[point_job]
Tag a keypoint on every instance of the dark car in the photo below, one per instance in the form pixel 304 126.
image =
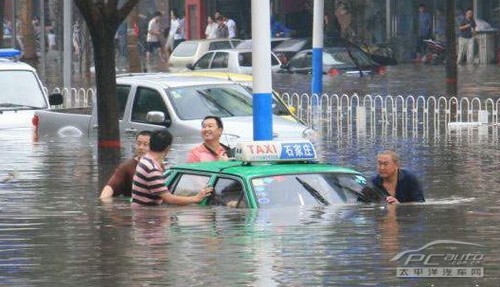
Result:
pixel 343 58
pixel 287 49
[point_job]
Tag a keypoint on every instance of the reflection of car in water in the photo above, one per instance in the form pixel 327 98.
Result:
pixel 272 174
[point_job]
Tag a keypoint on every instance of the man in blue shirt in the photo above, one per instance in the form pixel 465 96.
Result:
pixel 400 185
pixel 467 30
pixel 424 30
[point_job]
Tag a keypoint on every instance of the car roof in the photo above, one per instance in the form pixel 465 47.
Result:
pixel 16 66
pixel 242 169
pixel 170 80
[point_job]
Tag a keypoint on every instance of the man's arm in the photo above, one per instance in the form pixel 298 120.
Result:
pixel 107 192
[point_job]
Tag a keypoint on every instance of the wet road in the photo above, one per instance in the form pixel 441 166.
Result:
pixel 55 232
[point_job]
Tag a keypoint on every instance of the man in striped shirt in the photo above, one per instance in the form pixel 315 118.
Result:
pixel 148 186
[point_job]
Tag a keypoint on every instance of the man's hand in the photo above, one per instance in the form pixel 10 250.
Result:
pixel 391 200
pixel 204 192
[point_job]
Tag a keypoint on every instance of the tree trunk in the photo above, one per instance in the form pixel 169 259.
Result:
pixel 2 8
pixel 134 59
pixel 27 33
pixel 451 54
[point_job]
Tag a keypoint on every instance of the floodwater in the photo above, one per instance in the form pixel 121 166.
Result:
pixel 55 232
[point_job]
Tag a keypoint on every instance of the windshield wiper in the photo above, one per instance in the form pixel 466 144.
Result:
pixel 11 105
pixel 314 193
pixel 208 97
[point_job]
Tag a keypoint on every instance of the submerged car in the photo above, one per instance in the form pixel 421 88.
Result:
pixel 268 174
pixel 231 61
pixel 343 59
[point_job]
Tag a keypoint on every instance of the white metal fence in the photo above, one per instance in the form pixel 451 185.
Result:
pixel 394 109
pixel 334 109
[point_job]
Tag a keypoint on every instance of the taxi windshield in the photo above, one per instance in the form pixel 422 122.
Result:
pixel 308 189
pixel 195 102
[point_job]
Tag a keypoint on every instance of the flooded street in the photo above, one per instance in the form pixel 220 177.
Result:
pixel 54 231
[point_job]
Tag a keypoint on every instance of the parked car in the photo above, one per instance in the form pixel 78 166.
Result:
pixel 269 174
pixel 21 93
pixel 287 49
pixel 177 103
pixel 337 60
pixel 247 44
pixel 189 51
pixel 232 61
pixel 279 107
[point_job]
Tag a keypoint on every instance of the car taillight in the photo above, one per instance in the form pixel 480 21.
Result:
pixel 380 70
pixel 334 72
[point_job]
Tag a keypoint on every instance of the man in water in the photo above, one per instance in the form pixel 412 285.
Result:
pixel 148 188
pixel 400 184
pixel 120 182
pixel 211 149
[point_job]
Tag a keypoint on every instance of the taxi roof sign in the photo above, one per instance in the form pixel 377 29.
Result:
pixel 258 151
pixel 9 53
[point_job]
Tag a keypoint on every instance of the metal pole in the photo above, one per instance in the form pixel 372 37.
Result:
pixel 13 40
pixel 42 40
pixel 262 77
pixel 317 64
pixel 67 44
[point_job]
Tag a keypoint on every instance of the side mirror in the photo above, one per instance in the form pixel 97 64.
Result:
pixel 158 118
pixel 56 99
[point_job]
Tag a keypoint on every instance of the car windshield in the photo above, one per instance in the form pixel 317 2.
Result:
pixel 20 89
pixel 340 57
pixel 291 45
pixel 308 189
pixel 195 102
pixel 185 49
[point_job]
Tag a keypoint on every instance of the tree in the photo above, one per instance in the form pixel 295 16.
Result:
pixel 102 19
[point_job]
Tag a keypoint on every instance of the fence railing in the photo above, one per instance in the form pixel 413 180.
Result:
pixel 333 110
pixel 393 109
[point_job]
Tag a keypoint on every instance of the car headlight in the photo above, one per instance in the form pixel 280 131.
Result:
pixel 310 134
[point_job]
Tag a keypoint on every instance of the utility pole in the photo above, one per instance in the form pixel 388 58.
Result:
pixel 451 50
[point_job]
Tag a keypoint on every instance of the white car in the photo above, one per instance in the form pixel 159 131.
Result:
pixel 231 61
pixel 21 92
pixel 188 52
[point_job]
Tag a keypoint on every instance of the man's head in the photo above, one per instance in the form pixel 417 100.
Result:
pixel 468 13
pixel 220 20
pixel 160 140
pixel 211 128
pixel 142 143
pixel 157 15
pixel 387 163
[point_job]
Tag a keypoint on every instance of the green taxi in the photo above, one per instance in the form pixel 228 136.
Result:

▬▬▬▬▬▬

▶ _Task statement_: Copy every one of the records above word for word, leaving out the pictures.

▶ _Reply_:
[point_job]
Tag a keypoint on every instance of the dark car in the photo below, one per instance in the form pixel 304 126.
image =
Result:
pixel 343 58
pixel 287 49
[point_job]
Tag a keypoint on every instance of the reflection of car in water in the photo above, one per instance in the form pixel 327 98.
Result:
pixel 272 174
[point_job]
Tag a keypoint on every instance of the man in blue shirt in the photo above, one per instance in the form pixel 465 96.
Result:
pixel 400 185
pixel 467 30
pixel 424 30
[point_job]
Tag a keypoint on every instance of the car roof in the photo above, one per instance in the form pixel 465 47.
Result:
pixel 16 66
pixel 242 169
pixel 170 80
[point_job]
Tag a keypoint on every instance of the man's arm in the photo above, one per instance in the form pixel 298 120.
Result:
pixel 107 192
[point_job]
Tag a keypoint on every instance of the wet road in the photo above, one per instance in the form pixel 441 166.
Result:
pixel 55 232
[point_job]
Tag a keypoint on every instance of the man in striped shirt in the photo above, one per instance in the form pixel 315 118.
Result:
pixel 148 186
[point_job]
Tag a keypoint on every instance of the man's hand in the photo above, one per instance in the form pixel 10 250.
Result:
pixel 391 200
pixel 204 192
[point_job]
Tag a keypoint on every instance of the tree trunk in the photo above, one per instance in the form pixel 169 259.
Result:
pixel 2 8
pixel 134 59
pixel 27 33
pixel 451 54
[point_job]
Tag a keypoint on every instance of the floodwater in the photo above, one per instance in the form pixel 121 166.
Result:
pixel 55 232
[point_job]
Tag a keypoint on every instance of the windshield wiper in the photo above, one per instance in the form pixel 466 144.
Result:
pixel 11 105
pixel 314 193
pixel 208 97
[point_job]
Tag a keypoint on every instance of the submerged car in the photo above, one per instance in the form pixel 421 88.
Result:
pixel 268 174
pixel 231 61
pixel 343 59
[point_job]
Tag a keypoint on every instance of the white metal fence in the photo above, one per instance in the form pixel 451 185.
Result:
pixel 394 109
pixel 334 109
[point_job]
Tag a keypoint on every instance of the taxi windshield in the photo above, one per instance in the form pixel 422 122.
Result:
pixel 308 189
pixel 195 102
[point_job]
Tag a keypoint on every instance of the flooded street in the photo above, one per instance in the form pixel 220 177.
Result:
pixel 54 231
[point_job]
Tag a keypoint on every instance of the parked car in the photo above, one per instance in the form pixel 78 166.
Result:
pixel 269 174
pixel 21 93
pixel 287 49
pixel 177 103
pixel 337 60
pixel 247 44
pixel 189 51
pixel 232 61
pixel 279 107
[point_job]
Tag a keypoint on every instance of the car taillight in the photo above, one per instance in the form pixel 480 21.
Result:
pixel 380 70
pixel 334 72
[point_job]
Tag a keypoint on every instance of the man in water in the photo above, one per instance in the form pixel 412 285.
Result:
pixel 148 188
pixel 400 184
pixel 120 182
pixel 211 149
[point_job]
Tag a keypoint on every instance of the taxi roof sign in the photo above, one per instance in the form pixel 377 29.
Result:
pixel 258 151
pixel 9 53
[point_job]
Tag a keypoint on every instance of the metal pole in the photo above, one per instance in the form pixel 372 37.
Result:
pixel 13 40
pixel 42 40
pixel 262 77
pixel 317 64
pixel 67 44
[point_job]
Tag a keypoint on every instance of the side mirror in the photo above, one per instance in the form pixel 97 64.
Result:
pixel 158 118
pixel 56 99
[point_job]
Tag a keypoint on every instance of the car windshield in the photo above, one per instance in the form pixel 317 2.
Result:
pixel 20 89
pixel 340 57
pixel 291 45
pixel 308 189
pixel 195 102
pixel 185 49
[point_job]
Tag a keypoint on every instance of the tree in the photo above, one per instance in the form pixel 295 16.
Result:
pixel 102 19
[point_job]
Tag a keypoint on every instance of the fence railing in the photo above, one per instance in the form pixel 413 180.
Result:
pixel 333 110
pixel 393 109
[point_job]
Tag a keypoint on every instance of the car headlight in the photo above, one per instance in the form pixel 280 131.
Result:
pixel 310 134
[point_job]
Tag a keypoint on every instance of the utility pole in the photo above, one per instance in the form pixel 388 58.
Result:
pixel 451 50
[point_job]
Tag a keypoint on every instance of the white car in the photo above, one per instance in the form pixel 159 131.
Result:
pixel 231 61
pixel 21 92
pixel 188 52
[point_job]
Tag a keypoint on every instance of the man's head in the photo above, one per instance in the form pixel 417 100.
Result:
pixel 468 13
pixel 220 20
pixel 160 140
pixel 211 128
pixel 142 143
pixel 157 15
pixel 387 163
[point_job]
Tag a keypoint on every instance of the green taxi in the photo above, one per instance in the form pixel 228 136.
Result:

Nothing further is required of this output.